→ What to produce: Print each line from the start of the records below up through the line where "output: a complete" is found, exactly as given.

→ Data section:
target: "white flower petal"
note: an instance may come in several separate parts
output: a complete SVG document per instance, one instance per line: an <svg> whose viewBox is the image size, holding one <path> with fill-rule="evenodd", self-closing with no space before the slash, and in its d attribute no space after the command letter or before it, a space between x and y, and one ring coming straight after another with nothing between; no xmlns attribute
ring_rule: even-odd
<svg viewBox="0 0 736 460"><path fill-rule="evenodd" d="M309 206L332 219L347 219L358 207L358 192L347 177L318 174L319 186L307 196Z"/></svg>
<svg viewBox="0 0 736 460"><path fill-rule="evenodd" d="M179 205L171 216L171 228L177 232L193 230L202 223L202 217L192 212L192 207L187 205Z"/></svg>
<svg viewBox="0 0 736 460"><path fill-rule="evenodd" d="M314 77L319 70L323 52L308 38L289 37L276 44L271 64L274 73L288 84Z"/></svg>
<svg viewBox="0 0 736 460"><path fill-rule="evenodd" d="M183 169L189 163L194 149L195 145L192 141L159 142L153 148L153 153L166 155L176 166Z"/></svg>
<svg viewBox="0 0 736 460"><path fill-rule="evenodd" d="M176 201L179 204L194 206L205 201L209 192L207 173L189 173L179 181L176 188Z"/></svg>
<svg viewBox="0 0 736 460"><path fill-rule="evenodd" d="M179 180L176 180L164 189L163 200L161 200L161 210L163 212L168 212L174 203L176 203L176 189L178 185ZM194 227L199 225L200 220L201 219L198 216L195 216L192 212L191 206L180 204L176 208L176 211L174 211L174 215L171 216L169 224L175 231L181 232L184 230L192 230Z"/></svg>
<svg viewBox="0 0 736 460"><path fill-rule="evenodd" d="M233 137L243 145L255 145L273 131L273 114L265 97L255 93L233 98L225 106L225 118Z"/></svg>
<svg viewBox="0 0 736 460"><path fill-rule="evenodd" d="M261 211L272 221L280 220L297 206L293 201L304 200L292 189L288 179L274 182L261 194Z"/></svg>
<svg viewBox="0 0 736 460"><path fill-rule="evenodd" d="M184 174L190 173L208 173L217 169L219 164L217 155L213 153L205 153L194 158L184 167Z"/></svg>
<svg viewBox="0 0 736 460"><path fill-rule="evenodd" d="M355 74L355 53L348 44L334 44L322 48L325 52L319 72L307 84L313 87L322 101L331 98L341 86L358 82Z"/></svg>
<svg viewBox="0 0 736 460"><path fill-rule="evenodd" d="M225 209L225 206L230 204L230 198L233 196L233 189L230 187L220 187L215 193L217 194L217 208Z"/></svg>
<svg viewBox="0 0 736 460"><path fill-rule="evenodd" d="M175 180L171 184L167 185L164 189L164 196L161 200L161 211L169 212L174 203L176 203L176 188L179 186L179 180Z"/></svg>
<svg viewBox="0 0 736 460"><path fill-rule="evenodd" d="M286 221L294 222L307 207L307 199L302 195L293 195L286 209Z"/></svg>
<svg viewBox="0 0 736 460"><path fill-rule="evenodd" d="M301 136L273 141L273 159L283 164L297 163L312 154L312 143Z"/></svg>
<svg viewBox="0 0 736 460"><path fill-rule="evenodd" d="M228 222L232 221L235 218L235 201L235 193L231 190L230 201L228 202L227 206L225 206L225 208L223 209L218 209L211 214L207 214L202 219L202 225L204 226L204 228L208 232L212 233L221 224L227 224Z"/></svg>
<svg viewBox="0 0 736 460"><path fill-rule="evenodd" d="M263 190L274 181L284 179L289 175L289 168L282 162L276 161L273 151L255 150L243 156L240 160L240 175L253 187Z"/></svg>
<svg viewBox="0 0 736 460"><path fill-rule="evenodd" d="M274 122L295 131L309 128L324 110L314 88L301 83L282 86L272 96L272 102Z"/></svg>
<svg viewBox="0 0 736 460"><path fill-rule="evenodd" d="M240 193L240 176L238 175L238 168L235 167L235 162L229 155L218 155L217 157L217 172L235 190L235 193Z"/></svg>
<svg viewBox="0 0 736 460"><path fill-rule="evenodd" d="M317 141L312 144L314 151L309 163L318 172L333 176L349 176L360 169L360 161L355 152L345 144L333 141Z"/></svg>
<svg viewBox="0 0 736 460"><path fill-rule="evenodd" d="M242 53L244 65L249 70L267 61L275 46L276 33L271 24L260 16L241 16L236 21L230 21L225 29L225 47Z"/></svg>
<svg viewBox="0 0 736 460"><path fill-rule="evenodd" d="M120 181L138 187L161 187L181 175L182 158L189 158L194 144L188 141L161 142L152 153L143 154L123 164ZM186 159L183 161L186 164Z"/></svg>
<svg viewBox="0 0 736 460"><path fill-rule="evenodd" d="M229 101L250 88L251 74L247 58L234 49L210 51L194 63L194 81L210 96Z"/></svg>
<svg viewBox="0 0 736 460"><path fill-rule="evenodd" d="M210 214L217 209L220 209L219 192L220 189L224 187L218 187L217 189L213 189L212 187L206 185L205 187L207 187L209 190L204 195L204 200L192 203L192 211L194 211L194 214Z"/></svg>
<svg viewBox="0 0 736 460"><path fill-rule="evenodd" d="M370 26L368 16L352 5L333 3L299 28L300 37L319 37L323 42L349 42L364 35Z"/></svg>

→ Solution below:
target: "white flower petal"
note: an instance may come in several separate parts
output: a complete SVG document per instance, one instance per line: an <svg> whose viewBox is the image size, holding one <path> with fill-rule="evenodd", self-closing with no space before the slash, and in its d attribute no space after the command letter or before it, a space between x and y, and one ring coming straight after another with nothing between; no xmlns attribute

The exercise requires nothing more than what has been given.